Include no pictures. Output exactly the lines from the one that contains "For every instance of the weathered" through the final line of the entries.

*Extracted data:*
────────────────────────────────────────
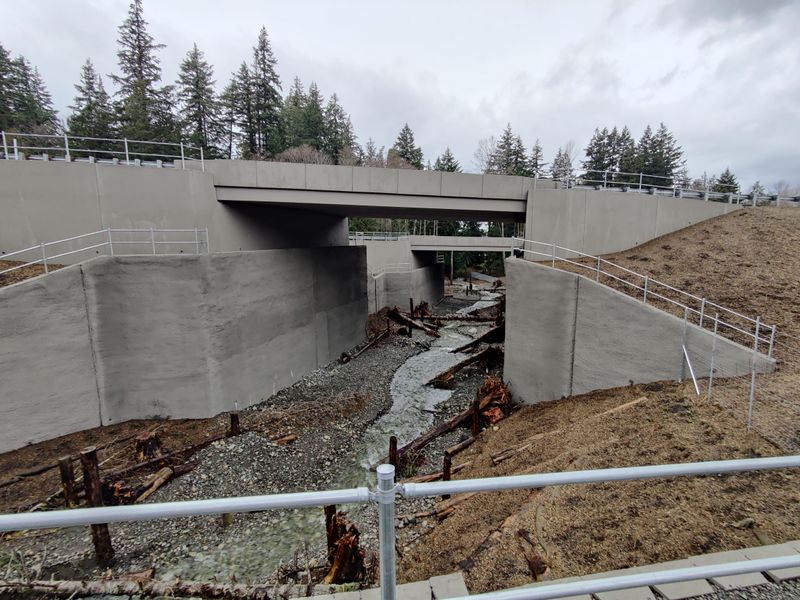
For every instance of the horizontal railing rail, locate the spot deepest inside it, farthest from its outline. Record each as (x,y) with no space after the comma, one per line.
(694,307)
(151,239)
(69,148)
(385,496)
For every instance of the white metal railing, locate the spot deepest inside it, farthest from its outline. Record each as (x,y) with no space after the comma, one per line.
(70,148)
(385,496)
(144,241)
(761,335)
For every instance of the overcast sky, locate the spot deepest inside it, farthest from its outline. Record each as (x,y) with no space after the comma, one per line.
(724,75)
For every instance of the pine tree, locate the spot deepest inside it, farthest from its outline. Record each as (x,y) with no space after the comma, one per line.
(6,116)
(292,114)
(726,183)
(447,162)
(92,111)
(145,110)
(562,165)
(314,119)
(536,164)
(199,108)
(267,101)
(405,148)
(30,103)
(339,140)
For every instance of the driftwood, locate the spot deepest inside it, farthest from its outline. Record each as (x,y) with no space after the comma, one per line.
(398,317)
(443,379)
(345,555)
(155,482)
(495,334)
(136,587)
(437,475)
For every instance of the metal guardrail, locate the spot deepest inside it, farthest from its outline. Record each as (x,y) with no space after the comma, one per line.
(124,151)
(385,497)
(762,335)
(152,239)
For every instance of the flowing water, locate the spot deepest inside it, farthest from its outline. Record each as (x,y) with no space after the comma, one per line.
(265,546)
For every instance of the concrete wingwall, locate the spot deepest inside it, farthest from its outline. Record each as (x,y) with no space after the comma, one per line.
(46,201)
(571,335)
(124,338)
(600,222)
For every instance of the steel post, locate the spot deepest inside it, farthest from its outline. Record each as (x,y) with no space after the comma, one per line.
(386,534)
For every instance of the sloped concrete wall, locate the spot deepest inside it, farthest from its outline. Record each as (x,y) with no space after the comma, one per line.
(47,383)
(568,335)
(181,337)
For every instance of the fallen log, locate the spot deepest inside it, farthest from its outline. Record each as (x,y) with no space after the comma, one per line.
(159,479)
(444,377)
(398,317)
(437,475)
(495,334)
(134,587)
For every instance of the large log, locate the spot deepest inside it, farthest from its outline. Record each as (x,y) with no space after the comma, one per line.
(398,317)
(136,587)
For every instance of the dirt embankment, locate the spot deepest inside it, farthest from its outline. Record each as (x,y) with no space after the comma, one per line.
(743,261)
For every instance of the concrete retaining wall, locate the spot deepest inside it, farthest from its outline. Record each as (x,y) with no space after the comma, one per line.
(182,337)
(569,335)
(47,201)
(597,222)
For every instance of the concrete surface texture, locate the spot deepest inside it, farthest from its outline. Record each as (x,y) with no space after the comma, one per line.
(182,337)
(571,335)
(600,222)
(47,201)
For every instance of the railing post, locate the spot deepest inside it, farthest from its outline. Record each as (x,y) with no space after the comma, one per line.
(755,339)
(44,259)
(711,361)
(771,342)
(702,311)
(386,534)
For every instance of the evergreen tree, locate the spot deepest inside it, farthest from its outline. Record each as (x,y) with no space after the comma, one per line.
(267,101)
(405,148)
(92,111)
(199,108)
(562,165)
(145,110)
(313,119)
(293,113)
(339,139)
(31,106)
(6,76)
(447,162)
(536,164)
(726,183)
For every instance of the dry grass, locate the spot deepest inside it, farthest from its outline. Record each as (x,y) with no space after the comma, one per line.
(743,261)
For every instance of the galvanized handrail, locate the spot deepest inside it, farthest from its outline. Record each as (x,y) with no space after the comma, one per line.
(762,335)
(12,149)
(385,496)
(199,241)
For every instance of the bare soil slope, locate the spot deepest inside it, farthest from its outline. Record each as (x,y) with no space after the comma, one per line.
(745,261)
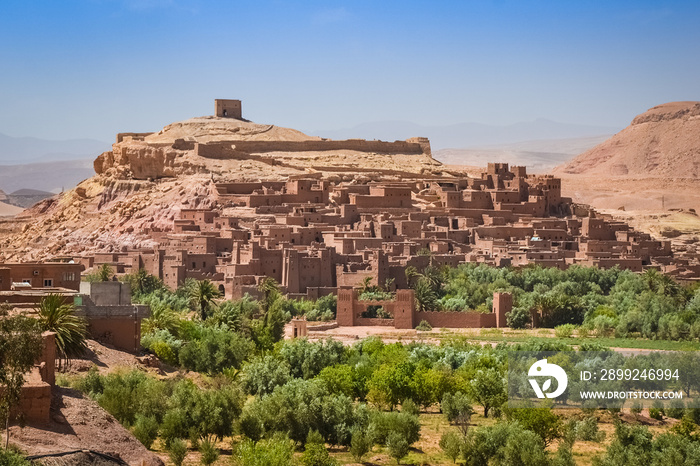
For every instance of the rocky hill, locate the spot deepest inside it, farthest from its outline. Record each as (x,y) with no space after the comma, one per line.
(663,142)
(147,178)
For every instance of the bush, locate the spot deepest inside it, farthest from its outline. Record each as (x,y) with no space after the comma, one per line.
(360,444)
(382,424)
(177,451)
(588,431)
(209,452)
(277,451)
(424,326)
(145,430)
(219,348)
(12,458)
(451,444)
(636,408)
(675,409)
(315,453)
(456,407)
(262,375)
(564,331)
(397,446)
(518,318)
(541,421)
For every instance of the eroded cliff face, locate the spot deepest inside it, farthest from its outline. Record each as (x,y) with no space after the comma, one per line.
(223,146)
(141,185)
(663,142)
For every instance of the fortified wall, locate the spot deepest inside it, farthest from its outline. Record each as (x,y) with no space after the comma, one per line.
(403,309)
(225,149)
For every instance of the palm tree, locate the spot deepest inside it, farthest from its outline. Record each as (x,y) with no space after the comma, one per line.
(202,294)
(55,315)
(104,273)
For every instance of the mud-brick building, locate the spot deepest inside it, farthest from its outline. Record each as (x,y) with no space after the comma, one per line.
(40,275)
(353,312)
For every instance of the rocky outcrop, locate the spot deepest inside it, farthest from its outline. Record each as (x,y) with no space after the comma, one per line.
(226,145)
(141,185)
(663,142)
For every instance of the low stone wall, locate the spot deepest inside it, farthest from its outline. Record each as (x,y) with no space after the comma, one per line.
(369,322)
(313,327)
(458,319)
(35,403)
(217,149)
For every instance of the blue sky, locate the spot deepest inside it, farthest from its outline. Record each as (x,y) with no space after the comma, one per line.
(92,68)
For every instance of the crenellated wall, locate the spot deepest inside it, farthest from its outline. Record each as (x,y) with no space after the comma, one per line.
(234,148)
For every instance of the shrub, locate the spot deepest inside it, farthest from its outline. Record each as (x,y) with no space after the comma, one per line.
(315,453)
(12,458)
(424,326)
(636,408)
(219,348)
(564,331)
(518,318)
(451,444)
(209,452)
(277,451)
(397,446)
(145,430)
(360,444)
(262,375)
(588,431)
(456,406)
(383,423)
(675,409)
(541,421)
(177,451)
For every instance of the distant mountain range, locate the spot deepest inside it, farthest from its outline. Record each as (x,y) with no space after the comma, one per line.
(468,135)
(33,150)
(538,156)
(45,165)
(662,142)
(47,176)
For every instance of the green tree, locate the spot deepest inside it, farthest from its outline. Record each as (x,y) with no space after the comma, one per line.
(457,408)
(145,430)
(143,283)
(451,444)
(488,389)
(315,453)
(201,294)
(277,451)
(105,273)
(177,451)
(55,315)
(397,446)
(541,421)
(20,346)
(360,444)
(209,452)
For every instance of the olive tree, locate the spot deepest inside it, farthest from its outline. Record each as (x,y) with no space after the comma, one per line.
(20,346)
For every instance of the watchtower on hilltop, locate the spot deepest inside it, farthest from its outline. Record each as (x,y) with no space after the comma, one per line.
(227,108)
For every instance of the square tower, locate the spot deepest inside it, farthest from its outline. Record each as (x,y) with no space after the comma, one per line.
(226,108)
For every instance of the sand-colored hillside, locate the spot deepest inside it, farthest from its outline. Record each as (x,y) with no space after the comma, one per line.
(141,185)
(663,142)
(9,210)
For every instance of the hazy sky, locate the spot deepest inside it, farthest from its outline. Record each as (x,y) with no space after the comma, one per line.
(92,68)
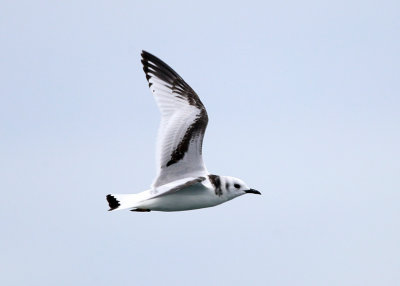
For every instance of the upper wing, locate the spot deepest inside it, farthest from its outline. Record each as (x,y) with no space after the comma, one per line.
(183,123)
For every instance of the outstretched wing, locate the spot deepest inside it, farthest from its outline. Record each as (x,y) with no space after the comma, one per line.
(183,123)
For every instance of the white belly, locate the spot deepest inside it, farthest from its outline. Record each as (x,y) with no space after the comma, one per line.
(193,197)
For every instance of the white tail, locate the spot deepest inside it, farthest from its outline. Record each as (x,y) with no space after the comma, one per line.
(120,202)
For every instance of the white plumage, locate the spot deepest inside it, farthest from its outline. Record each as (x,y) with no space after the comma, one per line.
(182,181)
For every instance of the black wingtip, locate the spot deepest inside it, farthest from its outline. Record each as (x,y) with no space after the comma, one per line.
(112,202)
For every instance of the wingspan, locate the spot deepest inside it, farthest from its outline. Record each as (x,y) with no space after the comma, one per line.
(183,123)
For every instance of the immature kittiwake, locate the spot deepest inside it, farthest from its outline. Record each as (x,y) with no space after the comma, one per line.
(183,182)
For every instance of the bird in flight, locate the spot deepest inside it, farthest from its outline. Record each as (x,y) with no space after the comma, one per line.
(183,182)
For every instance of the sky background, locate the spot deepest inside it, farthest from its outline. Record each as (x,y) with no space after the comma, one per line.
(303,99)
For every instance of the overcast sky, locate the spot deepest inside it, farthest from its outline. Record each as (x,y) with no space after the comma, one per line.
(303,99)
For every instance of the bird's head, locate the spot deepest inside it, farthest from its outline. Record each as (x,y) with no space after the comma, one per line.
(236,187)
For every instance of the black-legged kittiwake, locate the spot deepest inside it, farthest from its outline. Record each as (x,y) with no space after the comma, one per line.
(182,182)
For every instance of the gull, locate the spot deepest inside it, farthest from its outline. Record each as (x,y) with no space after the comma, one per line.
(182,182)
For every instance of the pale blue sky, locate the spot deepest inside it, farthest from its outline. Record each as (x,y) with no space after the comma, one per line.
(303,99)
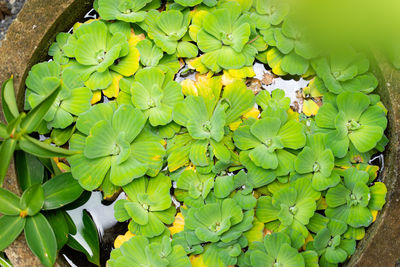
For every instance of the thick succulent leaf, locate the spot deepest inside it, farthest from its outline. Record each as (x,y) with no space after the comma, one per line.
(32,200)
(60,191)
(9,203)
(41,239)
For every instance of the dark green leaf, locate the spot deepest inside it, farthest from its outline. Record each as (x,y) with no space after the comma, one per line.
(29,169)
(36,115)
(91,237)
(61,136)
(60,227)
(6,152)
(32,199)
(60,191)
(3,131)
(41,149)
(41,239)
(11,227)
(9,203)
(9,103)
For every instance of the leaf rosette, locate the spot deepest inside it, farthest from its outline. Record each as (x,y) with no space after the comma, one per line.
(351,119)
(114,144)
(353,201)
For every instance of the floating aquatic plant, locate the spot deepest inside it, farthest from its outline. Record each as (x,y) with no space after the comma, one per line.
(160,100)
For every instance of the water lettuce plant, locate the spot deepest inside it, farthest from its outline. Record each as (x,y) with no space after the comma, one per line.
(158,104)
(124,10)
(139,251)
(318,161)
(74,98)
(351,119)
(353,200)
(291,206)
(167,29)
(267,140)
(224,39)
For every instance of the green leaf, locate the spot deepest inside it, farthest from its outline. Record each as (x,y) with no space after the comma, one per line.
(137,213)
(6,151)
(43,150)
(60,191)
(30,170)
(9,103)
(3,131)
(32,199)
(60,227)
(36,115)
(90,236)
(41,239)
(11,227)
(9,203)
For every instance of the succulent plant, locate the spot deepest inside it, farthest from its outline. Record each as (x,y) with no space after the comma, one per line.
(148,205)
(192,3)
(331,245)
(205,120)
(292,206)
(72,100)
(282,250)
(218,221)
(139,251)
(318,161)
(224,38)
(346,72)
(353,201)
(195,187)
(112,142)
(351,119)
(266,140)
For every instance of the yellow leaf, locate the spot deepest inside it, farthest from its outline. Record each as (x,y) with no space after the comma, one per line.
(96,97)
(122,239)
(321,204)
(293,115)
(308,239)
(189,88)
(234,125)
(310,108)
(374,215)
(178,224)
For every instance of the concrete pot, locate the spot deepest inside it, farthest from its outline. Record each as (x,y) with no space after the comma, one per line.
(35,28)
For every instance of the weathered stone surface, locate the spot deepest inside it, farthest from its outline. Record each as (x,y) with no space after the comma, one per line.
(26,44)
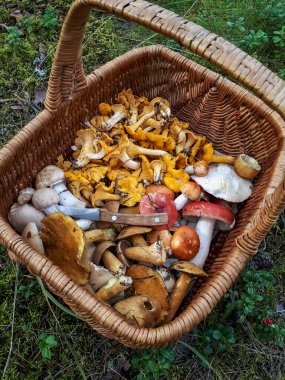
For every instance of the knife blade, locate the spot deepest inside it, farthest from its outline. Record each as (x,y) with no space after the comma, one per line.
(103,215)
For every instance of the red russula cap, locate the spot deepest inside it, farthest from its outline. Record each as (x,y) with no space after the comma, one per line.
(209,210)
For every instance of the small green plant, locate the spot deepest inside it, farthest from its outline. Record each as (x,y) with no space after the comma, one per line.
────────────────────────────────────────
*Completed task:*
For every instance of the weathered stone surface, locate the spot deepest inside it, farthest from its outline. Record each as (x,y) with no space after the comma, one per line.
(26,44)
For every instance of the knife blade, locate the spot deepest inside it, farthest from its outline. Record each as (x,y) with no space after the comma, one per line.
(103,215)
For every instance of the red russula cap, locate the spot deepest inside it, farthest from its outline. Record each as (x,y) with no space after the comma, one per line.
(209,210)
For every instance of the small green plant, locate the spot deepest inside it, farthest from its outline. Record each as (x,y) with no space after the comma, one per line.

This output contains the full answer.